**Data for the task**
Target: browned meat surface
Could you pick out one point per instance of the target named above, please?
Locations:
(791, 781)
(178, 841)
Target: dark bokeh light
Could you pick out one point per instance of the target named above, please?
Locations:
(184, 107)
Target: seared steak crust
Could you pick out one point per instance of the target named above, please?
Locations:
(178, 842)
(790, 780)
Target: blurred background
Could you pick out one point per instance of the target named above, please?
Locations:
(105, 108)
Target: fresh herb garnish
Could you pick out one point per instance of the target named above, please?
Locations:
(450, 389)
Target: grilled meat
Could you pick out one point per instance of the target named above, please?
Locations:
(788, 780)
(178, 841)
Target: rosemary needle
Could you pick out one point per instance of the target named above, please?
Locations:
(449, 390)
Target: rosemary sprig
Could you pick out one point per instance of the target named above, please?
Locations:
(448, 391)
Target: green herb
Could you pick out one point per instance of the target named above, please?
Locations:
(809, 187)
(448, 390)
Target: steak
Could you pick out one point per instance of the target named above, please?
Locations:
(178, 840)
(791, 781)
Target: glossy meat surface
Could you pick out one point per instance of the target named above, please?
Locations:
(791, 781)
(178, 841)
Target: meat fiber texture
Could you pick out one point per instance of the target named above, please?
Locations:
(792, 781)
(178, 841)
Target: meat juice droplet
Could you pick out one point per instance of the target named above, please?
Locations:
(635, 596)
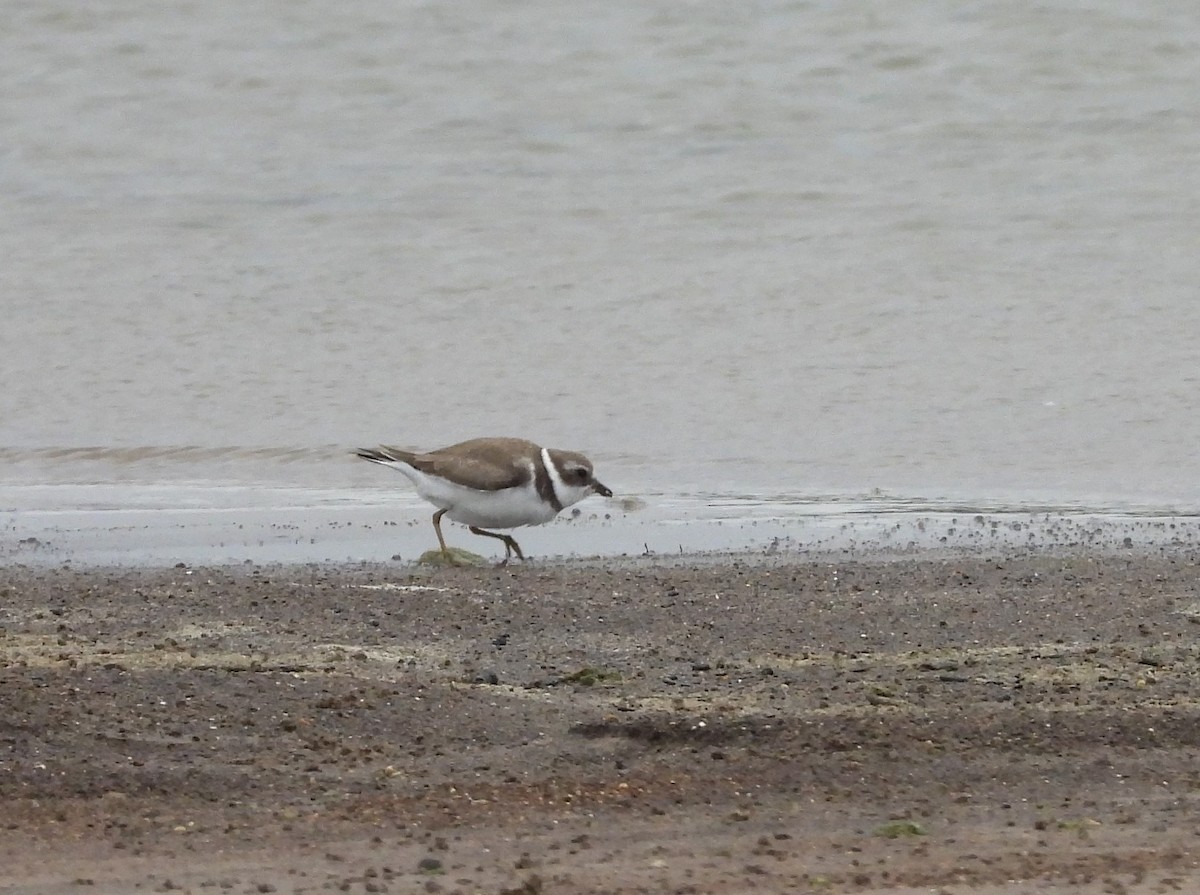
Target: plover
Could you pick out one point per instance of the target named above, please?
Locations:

**What to produce**
The answer must be every line of the records that holds the string "steak".

**Solved problem**
Target: seared steak crust
Target: steak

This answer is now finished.